### Exercise data:
Content starts

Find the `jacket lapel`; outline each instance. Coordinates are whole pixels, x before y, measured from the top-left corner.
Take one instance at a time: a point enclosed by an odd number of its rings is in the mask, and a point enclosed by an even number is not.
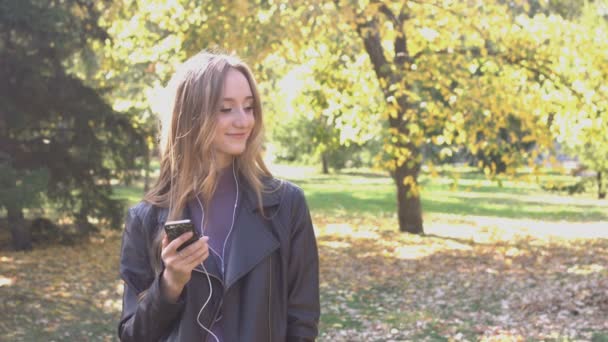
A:
[[[279,241],[270,233],[268,223],[251,210],[242,210],[228,252],[226,288],[251,271],[265,257],[279,248]]]
[[[242,179],[242,178],[241,178]],[[243,183],[243,201],[238,211],[238,217],[232,232],[232,241],[228,251],[226,265],[225,288],[230,288],[245,274],[250,272],[258,263],[279,248],[279,241],[270,232],[269,222],[258,212],[255,192]],[[268,191],[276,184],[264,181],[266,191],[262,192],[264,208],[279,203],[279,191]]]

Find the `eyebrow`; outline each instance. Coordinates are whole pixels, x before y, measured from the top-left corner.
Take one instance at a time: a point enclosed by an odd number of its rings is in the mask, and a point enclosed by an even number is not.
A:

Content ends

### What the task asks:
Find the string "before" in the records, then copy each line where it occurs.

### Expected answer:
Find the `jacket lapel`; outline each instance. Coordinates are whole pixels, x before y, measured from the top-left corner.
Find the `eyebrow`; outline each instance. Coordinates are whole pixels, x before y, measured from the top-left corner.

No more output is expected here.